1.   tablet zn. 'plak; pastille'
categorie:
leenwoord
Vnnl. tablet 'plat schrijftafeltje' in Ick neemt tabletye in die hant [1596; WNT], 'plat koekje van etenswaar of zoetigheid' in de tablettekens, die men ... moet nemen, en laeten die van langer handt in den mondt smilten 'de koekjes die men moet nemen en langzaam in de mond laten smelten' [1671; WNT], 'plat koekje of pastille met een hoeveelheid geneesmiddel' in een vande tabletjes van A. ... dat mij wat soulageerde '... dat mij wat verlichting bracht' [1692; WNT]; nnl. tablet 'platte plak' in Aan Herstellenden en Zwakken bieden wij aan De Revalenta-Chocolade in Poeder en in Tabletten (advertentie) [1868; Leeuwarder Courant], 'plaat, blaadje' in op een warme plaats, bijv. onder het tablet eener warme serre [1928; WNT].
Ontleend aan Frans tablette 'etenswaar in platte vorm gegoten' [1690; TLF], eerder al 'medicijn in geconcentreerde, afgeplatte vorm' [1560; Rey], nog eerder 'met was bestreken plankje om met een stift in te schrijven' [ca. 1280; TLF] en 'plankje om iets op te leggen' [ca. 1225; TLF]; dit is het verkleinwoord van table 'plat stuk materiaal' [1175; TLF], 'plat materiaal om in te graveren' [1170; TLF], ouder tabla 'plat stuk materiaal op poot of poten om eten op te serveren' [1050; TLF], dat ontwikkeld is uit Latijn tabula 'plank, tafel, schrijftablet', zie verder tabel en tafel.

************

Geef het stuk van het artikel over het woord tablet van "Ontleend aan Frans" tot "tabel en tafel." woord voor woord opnieuw weer.

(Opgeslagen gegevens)
************

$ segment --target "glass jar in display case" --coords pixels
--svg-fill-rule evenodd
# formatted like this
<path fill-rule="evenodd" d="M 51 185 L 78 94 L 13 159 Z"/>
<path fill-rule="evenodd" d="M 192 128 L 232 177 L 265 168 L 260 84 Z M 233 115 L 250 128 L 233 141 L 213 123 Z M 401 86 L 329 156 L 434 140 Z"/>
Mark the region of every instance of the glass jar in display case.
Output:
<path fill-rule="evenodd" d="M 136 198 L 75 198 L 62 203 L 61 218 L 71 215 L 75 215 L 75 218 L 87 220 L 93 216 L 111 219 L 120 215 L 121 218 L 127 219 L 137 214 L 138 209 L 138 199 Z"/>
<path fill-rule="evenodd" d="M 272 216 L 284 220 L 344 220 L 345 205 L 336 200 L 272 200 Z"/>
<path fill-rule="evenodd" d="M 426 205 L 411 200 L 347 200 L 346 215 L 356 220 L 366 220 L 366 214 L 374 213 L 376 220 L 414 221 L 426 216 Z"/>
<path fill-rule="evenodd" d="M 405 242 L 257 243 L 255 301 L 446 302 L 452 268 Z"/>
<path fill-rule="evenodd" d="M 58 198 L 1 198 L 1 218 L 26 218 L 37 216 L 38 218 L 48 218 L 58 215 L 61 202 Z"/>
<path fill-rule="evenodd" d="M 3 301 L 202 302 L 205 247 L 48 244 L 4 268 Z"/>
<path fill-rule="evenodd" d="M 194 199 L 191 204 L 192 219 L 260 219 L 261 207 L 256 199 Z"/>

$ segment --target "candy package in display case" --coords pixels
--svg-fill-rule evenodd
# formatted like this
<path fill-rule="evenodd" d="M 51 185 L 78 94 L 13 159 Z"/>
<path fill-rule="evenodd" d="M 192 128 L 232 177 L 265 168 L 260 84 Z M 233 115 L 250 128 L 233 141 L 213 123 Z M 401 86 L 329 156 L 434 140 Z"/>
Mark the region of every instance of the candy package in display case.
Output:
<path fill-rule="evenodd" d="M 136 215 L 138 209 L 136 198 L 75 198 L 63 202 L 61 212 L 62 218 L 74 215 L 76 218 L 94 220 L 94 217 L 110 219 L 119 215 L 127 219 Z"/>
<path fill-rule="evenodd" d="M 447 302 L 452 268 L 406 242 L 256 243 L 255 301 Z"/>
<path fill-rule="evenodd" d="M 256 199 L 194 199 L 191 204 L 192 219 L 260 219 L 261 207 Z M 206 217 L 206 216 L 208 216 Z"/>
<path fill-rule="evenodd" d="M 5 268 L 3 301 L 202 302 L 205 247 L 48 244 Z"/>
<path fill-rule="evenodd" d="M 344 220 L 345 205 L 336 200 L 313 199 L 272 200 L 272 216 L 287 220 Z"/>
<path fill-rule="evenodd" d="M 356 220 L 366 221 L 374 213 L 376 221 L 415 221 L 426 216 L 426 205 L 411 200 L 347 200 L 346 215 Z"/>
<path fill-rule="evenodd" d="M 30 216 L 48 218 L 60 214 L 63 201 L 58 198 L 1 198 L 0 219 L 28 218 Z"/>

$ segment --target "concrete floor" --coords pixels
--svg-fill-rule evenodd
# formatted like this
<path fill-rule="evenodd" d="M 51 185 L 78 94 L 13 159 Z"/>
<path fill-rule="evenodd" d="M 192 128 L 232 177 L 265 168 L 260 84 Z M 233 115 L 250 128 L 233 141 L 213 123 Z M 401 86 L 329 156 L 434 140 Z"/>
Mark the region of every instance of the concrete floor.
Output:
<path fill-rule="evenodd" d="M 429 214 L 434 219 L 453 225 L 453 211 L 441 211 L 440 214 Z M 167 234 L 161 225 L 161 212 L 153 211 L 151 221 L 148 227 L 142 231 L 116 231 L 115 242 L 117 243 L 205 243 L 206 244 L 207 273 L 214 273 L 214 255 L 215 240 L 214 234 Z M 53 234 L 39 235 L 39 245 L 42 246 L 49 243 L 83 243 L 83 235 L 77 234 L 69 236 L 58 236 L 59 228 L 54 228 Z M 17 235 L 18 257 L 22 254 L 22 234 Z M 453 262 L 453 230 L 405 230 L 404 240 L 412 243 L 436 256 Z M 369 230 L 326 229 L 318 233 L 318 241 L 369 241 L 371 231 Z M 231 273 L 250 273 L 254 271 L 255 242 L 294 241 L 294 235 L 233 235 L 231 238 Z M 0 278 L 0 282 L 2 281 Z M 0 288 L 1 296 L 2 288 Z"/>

************

Antwoord
Ontleend aan Frans tablette 'etenswaar in platte vorm gegoten' [1690; TLF], eerder al 'medicijn in geconcentreerde, afgeplatte vorm' [1560; Rey], nog eerder 'met was bestreken plankje om met een stift in te schrijven' [ca. 1280; TLF] en 'plankje om iets op te leggen' [ca. 1225; TLF]; dit is het verkleinwoord van table 'plat stuk materiaal' [1175; TLF], 'plat materiaal om in te graveren' [1170; TLF], ouder tabla 'plat stuk materiaal op poot of poten om eten op te serveren' [1050; TLF], dat ontwikkeld is uit Latijn tabula 'plank, tafel, schrijftablet', zie verder tabel en tafel.